* _Job_: Please reproduce all of the material below word for word, omitting any picture from your copy.
==================================================
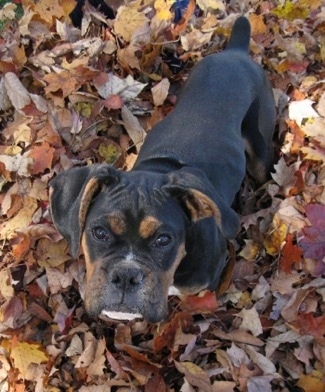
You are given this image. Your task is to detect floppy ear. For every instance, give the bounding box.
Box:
[50,164,119,259]
[164,167,239,239]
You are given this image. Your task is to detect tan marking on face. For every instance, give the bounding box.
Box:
[108,215,126,235]
[79,178,100,233]
[185,189,221,227]
[81,234,95,283]
[160,243,186,298]
[139,216,161,239]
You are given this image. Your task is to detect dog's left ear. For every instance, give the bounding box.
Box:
[50,164,119,259]
[164,167,239,239]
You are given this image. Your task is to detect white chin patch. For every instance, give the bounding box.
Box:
[101,310,143,320]
[168,286,181,295]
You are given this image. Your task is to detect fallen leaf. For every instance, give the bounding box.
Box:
[279,233,303,274]
[299,204,325,260]
[151,78,170,106]
[237,307,263,336]
[181,290,219,314]
[10,342,48,377]
[174,361,213,392]
[114,5,148,42]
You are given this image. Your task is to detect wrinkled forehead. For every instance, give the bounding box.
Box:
[87,177,184,233]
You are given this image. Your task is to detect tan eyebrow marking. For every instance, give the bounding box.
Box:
[108,215,126,235]
[139,216,161,239]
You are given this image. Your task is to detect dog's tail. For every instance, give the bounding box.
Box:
[226,16,251,53]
==================================================
* _Complete response_:
You are given this image. Your task is to detect floppy ear. For every instance, give the bounding box.
Box:
[50,164,119,259]
[164,167,239,239]
You are given this image. Your task is to detect tan marking on face. For every instance, give the bounding box.
Box:
[108,215,126,235]
[79,178,100,233]
[185,189,221,227]
[81,234,95,283]
[160,243,186,298]
[139,216,161,239]
You are given this image. Your task is to detect dog's left ear. For every instance, give the bounding box.
Box:
[50,164,119,259]
[164,167,239,239]
You are given this image. Your task is to detect white chin patch. For every instance, give the bounding box.
Box:
[101,310,143,320]
[168,286,181,295]
You are given this image. Your task is to detect fallen leaf. For every instance, give the bounding box.
Box:
[279,233,303,274]
[299,204,325,260]
[151,78,170,106]
[237,307,263,336]
[181,290,219,314]
[10,342,48,377]
[174,361,213,392]
[114,5,148,42]
You are given this image. Your task is to detect wrinkled forehead. For every instance, give the bounding box.
Box:
[87,177,184,233]
You are given this image. Your task is to detect tan eyebrow marking. For every instance, give the bounding box.
Box:
[108,215,126,235]
[139,216,161,239]
You are given this image. Your task is to detect dog's tail. For every instance, give the bounding box.
Box:
[226,16,251,53]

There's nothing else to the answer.